• **EXCERTO DA PÁGINA**
● ● ● ● ● ● ●
Com efeito, no Acórdão da Relação de Évora, de 1 de Abril de 2021 (processo n.º 360/08-1.ª, www.dgsi.pt) sustentou-se «Impor decisão diversa da recorrida não significa admitir uma decisão diversa da recorrida. Tem um alcance muito mais exigente, muito mais impositivo, no sentido de que não basta contrapor à convicção do julgador uma outra convicção diferente, ainda que também possível, para provocar uma modificação na decisão de facto. É necessário que o recorrente desenvolva um quadro argumentativo que demonstre, através da análise das provas por si especificadas, que a convicção formada pelo julgador, relativamente aos pontos de facto impugnados, é impossível ou desprovida de razoabilidade. É inequivocamente este o sentido da referida expressão, que consubstancia um ónus imposto ao recorrente

Não basta ao recorrente formular discordância quanto ao julgamento da matéria de facto para que o tribunal de recurso tenha fazer «um segundo julgamento», com base na gravação da prova.
● ● ● ● ● ● ●
• **LISTAGEM DE ORIGEM**

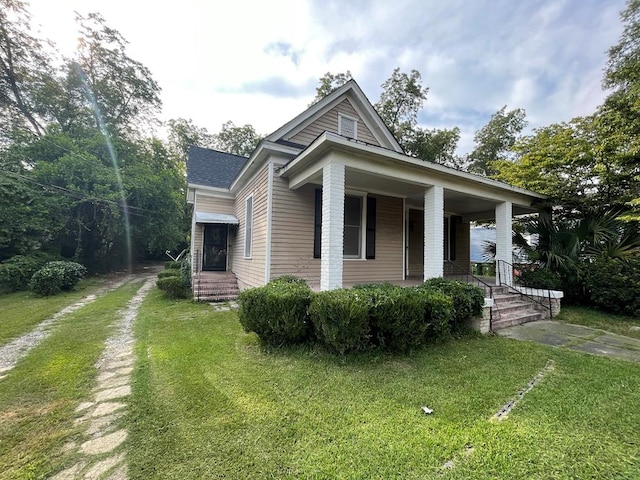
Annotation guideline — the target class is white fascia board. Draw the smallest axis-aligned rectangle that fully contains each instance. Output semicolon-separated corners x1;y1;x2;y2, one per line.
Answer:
● ● ● ● ● ● ●
• **TAREFAS**
1 - No excerto da página, segundo o que o recorrente tem de demonstrar, como é a convicção formada pelo julgador relativamente aos pontos de facto impugnados?
2 - No excerto da página, escreva de novo o trecho de "Não basta ao" a "gravação da prova.", substituindo "discordância" por "desacordo".
A listagem não é necessária para fazer o que aqui se pede.

• **RESPOSTAS ÀS TAREFAS**
1 - É impossível ou desprovida de razoabilidade.

2 -
Não basta ao recorrente formular desacordo quanto ao julgamento da matéria de facto para que o tribunal de recurso tenha fazer «um segundo julgamento», com base na gravação da prova.